IXE's monthly meetings consisted of a mix of workshops, social activities, and political business. One meeting consisted of an ice cream social with homemade pies, a make-up lesson from a cosmetologist, and a discussion of discrimination being experienced at local bars. Other meetings included seminars on skincare and hair care and fashion shows where the models were all IXE Members. Spouses would sometimes join in on these meetings.

In addition to monthly meetings, IXE participated in a variety of special events. During the holidays, IXE often invited members from Cross-Port, a Cincinnati-based organization, to join them for Christmas dinner. They also were involved in various Pride activities around Indianapolis. The organization ran a booth at the Justice Gay and Lesbian Pride Week Picnic in June 1989 and at Celebration on the Circle in June 1990.

== Conflict with gay bars ==
In early 1989, two of Indianapolis's gay bars, 21 Club and G.G.'s, closed within months of each other. Both bars were described as "places for all segments of the gay community, including transvestites, transsexuals, female impersonators, leather people, lesbians, guppies and so forth." This closure led to an influx of crossdressers and drag queens at the remaining gay bars, including Our Place, Jimmy's, and The Varsity.

_ _ _ _ _ _ _

Exercise instructions → Using the IXE text, explain in one to three sentences why crossdressers and drag queens began arriving in greater numbers at Our Place, Jimmy's, and The Varsity.

_ _ _ _ _ _ _

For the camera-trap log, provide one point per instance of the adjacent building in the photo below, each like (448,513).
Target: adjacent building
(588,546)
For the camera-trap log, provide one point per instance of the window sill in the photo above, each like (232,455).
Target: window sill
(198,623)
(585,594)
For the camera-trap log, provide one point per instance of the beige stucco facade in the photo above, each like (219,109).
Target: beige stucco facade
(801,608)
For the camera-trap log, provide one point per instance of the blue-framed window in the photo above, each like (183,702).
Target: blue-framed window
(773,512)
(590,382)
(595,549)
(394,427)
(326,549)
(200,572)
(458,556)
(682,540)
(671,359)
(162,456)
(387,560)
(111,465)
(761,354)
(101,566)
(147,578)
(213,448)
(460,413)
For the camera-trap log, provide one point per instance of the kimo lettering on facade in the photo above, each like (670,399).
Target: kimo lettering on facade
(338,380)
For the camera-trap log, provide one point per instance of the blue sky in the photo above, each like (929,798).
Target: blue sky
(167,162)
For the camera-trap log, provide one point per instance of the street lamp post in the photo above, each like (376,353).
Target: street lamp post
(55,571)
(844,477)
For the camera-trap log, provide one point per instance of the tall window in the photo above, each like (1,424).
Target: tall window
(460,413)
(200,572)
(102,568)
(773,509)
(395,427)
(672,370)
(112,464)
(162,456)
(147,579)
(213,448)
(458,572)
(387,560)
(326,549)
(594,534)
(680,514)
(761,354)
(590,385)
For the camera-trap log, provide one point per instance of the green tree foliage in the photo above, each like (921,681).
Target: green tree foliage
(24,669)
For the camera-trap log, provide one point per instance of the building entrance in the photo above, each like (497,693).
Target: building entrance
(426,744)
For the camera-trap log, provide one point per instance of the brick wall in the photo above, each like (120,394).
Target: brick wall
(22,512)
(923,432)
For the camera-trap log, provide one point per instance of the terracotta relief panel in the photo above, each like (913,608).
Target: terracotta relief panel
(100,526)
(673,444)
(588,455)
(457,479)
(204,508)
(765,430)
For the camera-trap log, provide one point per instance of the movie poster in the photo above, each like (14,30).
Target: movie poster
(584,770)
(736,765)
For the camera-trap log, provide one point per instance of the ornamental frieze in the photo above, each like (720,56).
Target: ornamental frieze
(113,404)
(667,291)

_ _ _ _ _ _ _

Response area → In early 1989, two Indianapolis gay bars, 21 Club and G.G.'s, closed within months of each other. Both had served all segments of the gay community, including transvestites, transsexuals, and female impersonators. Their closure led to an influx of crossdressers and drag queens at the remaining gay bars.